**Information shown:**
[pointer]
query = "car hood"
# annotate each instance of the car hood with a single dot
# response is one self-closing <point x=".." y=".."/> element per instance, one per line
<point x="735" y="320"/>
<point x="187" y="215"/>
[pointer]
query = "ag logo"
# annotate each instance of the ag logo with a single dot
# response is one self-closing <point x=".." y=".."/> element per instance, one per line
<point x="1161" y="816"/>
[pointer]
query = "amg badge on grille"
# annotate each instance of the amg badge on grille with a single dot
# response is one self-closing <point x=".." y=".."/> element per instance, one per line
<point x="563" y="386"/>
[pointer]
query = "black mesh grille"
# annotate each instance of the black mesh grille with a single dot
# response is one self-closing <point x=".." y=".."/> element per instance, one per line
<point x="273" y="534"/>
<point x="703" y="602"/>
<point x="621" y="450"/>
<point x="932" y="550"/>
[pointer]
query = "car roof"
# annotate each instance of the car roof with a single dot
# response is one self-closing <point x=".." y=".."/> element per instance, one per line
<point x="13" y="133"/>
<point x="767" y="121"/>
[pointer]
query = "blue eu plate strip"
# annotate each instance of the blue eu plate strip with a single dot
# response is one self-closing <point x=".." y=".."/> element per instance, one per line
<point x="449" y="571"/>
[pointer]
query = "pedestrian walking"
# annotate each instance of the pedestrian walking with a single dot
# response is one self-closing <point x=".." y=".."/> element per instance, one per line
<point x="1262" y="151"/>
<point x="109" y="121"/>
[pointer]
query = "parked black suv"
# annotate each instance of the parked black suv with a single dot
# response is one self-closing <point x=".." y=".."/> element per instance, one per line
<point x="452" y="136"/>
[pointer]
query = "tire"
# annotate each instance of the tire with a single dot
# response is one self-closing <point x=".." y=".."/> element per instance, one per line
...
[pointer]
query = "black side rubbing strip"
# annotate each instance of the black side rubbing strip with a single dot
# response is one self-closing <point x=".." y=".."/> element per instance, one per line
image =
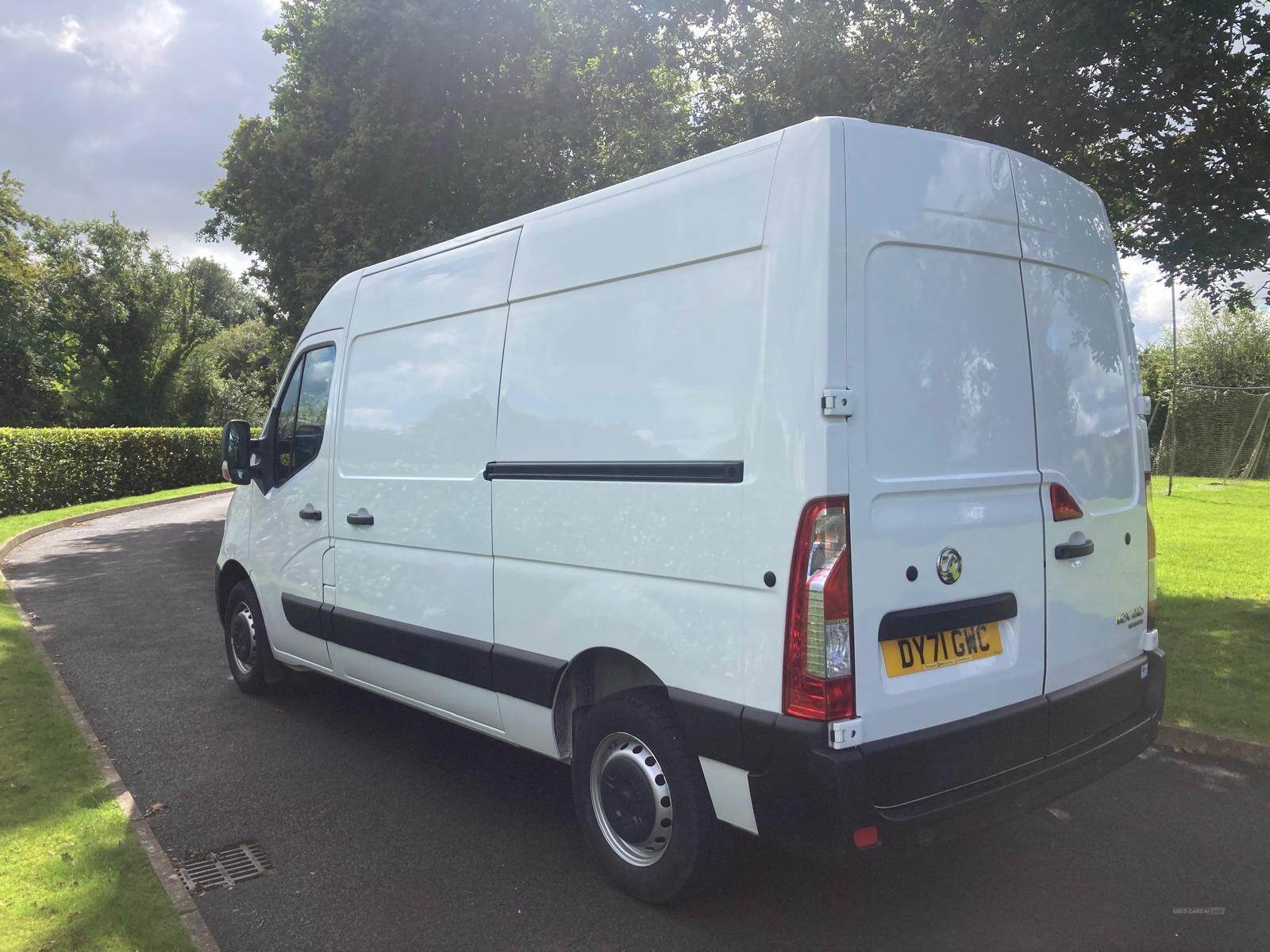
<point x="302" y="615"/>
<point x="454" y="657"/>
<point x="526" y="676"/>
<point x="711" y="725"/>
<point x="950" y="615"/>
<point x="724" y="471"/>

**Problem:** How many lines of the data above contain the string "mesh"? Reply with the number alone.

**Answer to the problem:** 2